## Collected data
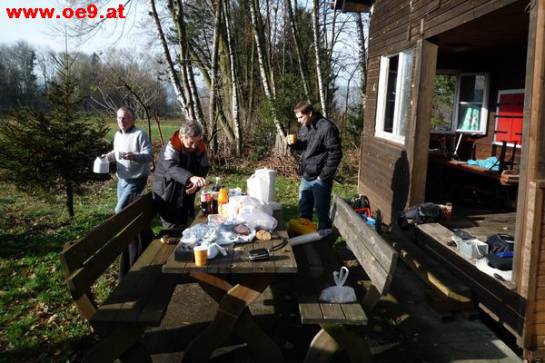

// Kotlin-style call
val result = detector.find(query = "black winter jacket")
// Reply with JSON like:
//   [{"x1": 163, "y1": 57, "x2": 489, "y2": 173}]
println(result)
[
  {"x1": 152, "y1": 142, "x2": 210, "y2": 226},
  {"x1": 291, "y1": 114, "x2": 342, "y2": 180}
]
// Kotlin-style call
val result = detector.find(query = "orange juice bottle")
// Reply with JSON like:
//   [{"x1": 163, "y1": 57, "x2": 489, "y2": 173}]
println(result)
[{"x1": 218, "y1": 188, "x2": 229, "y2": 217}]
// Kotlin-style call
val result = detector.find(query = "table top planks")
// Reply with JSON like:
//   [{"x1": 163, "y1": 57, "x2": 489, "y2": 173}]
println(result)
[{"x1": 162, "y1": 210, "x2": 297, "y2": 274}]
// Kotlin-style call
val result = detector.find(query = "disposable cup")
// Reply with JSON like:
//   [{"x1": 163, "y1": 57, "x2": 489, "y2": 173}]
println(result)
[
  {"x1": 193, "y1": 246, "x2": 208, "y2": 266},
  {"x1": 288, "y1": 134, "x2": 297, "y2": 145}
]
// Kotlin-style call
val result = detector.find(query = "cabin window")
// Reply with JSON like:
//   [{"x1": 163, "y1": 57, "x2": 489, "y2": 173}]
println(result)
[
  {"x1": 375, "y1": 49, "x2": 414, "y2": 144},
  {"x1": 454, "y1": 73, "x2": 488, "y2": 134},
  {"x1": 494, "y1": 89, "x2": 524, "y2": 146}
]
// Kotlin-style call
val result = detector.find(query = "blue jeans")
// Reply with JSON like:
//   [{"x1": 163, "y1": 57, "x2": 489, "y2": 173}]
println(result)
[
  {"x1": 115, "y1": 176, "x2": 148, "y2": 281},
  {"x1": 115, "y1": 176, "x2": 148, "y2": 214},
  {"x1": 299, "y1": 178, "x2": 333, "y2": 229}
]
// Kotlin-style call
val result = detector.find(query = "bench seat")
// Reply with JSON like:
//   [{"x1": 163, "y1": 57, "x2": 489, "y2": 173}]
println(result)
[
  {"x1": 90, "y1": 239, "x2": 178, "y2": 326},
  {"x1": 294, "y1": 196, "x2": 398, "y2": 362}
]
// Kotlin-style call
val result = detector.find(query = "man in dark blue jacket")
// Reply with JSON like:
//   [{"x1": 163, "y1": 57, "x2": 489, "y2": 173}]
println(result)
[{"x1": 288, "y1": 101, "x2": 342, "y2": 234}]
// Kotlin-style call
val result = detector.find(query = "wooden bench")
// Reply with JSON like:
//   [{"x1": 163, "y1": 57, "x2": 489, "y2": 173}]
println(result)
[
  {"x1": 295, "y1": 196, "x2": 398, "y2": 362},
  {"x1": 60, "y1": 193, "x2": 183, "y2": 362}
]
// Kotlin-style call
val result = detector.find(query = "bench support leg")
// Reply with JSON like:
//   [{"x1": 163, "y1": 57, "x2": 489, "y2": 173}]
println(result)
[
  {"x1": 183, "y1": 272, "x2": 284, "y2": 363},
  {"x1": 83, "y1": 328, "x2": 151, "y2": 363},
  {"x1": 361, "y1": 285, "x2": 382, "y2": 314},
  {"x1": 305, "y1": 324, "x2": 372, "y2": 363}
]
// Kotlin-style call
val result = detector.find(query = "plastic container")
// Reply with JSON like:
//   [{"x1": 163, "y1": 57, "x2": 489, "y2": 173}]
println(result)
[
  {"x1": 93, "y1": 156, "x2": 110, "y2": 174},
  {"x1": 288, "y1": 218, "x2": 318, "y2": 236},
  {"x1": 457, "y1": 238, "x2": 488, "y2": 259},
  {"x1": 218, "y1": 188, "x2": 229, "y2": 217},
  {"x1": 246, "y1": 169, "x2": 276, "y2": 203}
]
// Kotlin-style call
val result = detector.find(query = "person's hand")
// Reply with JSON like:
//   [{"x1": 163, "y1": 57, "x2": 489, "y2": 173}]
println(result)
[
  {"x1": 185, "y1": 183, "x2": 199, "y2": 195},
  {"x1": 123, "y1": 151, "x2": 136, "y2": 160},
  {"x1": 189, "y1": 176, "x2": 206, "y2": 188}
]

## Exercise prompt
Count the lines of the items above that contain the string "find". Reply with the number only.

## Solution to this problem
12